● **GIVEN INSTRUCTION**: Only the lines from the line holding "Find the city" through the final line of the entries below are to be returned, exactly as they stand.

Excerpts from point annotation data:
══════

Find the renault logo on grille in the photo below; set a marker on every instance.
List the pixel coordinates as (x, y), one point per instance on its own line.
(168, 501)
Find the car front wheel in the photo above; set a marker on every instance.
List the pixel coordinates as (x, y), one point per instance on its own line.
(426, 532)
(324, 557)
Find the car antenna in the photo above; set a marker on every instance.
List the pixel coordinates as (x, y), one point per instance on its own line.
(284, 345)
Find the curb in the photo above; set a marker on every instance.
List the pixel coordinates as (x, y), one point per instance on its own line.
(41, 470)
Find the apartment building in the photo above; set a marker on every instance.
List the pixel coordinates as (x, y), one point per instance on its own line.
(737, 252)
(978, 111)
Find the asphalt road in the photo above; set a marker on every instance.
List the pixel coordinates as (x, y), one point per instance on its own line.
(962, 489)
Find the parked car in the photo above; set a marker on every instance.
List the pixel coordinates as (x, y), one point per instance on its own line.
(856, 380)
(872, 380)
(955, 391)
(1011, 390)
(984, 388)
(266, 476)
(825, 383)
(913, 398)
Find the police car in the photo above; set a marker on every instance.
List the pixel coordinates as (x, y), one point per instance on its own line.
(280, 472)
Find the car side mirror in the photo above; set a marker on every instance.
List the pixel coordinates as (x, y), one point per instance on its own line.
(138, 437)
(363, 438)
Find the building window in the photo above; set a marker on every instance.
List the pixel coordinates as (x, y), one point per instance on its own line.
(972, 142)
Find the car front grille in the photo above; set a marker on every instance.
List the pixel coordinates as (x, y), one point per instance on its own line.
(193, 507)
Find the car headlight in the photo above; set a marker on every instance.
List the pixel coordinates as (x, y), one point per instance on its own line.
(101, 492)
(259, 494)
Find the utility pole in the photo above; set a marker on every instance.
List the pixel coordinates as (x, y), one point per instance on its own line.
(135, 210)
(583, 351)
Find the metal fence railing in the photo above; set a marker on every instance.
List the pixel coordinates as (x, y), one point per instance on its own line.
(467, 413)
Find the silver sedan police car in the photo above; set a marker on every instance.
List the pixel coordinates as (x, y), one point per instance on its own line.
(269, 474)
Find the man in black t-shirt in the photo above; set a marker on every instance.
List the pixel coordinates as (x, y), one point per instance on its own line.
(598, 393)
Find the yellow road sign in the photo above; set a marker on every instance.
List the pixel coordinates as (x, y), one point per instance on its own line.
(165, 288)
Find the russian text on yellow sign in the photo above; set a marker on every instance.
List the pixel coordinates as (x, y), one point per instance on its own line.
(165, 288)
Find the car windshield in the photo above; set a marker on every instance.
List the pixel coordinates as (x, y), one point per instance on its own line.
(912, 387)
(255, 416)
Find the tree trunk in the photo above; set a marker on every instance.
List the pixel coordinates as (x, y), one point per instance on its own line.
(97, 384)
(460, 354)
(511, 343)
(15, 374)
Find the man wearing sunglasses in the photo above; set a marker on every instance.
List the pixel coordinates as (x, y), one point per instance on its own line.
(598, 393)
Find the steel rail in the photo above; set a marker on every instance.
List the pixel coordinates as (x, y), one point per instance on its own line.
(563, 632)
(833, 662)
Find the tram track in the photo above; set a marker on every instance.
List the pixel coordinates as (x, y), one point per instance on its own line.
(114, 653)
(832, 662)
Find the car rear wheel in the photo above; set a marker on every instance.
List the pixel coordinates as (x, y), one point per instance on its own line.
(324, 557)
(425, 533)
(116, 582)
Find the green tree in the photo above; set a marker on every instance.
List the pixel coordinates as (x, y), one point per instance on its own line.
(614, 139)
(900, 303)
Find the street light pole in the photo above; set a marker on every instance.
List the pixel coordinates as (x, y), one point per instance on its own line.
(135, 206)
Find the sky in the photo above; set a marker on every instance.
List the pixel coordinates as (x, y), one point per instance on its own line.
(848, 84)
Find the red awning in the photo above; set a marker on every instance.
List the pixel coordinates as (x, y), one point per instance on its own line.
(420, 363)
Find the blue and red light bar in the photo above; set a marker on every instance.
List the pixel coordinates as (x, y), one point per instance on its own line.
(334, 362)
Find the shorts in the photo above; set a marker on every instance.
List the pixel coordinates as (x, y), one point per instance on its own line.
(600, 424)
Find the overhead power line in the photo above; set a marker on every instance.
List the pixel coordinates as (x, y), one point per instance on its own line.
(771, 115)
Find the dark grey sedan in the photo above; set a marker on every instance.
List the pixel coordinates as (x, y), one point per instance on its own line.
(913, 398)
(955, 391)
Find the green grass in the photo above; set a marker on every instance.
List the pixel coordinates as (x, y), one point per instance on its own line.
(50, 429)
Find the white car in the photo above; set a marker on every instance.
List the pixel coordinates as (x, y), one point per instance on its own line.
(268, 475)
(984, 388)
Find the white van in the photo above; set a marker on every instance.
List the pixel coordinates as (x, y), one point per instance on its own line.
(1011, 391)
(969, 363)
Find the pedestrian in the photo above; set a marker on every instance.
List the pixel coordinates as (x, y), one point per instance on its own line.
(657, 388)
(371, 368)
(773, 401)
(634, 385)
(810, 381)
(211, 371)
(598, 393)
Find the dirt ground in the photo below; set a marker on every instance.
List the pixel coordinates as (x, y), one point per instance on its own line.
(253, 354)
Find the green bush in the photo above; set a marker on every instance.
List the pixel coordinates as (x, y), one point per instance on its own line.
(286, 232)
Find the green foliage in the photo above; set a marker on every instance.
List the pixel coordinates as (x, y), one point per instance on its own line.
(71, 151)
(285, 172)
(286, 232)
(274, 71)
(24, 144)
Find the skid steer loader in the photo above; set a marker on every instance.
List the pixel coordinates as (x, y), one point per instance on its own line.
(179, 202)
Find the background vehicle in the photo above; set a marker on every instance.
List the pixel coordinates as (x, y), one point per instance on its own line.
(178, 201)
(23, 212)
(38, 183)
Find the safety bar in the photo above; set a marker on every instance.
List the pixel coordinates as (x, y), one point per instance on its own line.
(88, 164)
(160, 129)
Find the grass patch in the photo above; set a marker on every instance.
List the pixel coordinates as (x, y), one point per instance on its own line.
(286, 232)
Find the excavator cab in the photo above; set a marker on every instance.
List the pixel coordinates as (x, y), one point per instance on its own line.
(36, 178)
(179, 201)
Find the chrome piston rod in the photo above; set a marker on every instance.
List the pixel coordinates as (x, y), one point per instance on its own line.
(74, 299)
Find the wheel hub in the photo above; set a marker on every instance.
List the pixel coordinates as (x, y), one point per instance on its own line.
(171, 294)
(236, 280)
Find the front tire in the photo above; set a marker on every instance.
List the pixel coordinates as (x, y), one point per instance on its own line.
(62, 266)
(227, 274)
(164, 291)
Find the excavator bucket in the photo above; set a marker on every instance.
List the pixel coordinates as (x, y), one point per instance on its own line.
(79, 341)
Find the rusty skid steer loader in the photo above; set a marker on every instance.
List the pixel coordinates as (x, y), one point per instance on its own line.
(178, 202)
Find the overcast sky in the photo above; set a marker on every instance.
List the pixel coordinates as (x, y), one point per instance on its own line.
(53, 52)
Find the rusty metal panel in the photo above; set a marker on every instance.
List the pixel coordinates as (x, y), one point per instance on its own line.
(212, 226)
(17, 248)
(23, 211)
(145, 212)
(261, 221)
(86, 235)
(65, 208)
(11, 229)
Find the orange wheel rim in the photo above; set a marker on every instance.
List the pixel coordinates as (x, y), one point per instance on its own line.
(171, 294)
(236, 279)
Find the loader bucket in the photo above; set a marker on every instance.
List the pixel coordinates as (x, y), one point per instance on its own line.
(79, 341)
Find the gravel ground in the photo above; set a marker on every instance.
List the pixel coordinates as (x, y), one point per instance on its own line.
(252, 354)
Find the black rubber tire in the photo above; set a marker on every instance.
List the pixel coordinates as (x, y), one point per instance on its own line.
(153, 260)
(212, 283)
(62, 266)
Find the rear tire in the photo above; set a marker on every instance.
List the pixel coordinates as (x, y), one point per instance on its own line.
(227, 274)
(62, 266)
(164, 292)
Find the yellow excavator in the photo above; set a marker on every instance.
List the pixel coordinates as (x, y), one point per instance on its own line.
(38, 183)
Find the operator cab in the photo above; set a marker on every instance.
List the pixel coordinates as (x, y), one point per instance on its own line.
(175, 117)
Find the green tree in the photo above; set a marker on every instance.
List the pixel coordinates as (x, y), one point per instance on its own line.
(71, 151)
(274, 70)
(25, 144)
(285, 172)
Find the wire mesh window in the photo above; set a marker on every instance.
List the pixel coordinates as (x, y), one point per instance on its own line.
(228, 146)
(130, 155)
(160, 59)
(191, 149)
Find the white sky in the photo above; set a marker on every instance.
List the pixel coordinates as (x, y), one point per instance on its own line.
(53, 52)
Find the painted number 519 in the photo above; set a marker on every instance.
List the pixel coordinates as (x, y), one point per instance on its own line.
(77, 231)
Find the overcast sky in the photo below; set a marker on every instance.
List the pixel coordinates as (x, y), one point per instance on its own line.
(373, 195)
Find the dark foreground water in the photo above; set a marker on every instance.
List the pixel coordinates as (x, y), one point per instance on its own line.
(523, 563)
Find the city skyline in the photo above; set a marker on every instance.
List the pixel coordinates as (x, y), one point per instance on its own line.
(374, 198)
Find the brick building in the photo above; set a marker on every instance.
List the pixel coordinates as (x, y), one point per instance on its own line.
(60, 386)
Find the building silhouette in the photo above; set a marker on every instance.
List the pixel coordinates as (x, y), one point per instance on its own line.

══════

● **WRITTEN SOLUTION**:
Find the city skyline in the photo above; set a marker on every instance.
List the pixel coordinates as (x, y), one point per instance on its own line.
(374, 198)
Find the brick building in the photo above; set a marker on every instance.
List the pixel coordinates as (x, y), one point per instance on its own line.
(60, 386)
Find the building silhouette in the photo above; set a marker on every instance.
List the pixel coordinates as (x, y), one point per instance on its own line.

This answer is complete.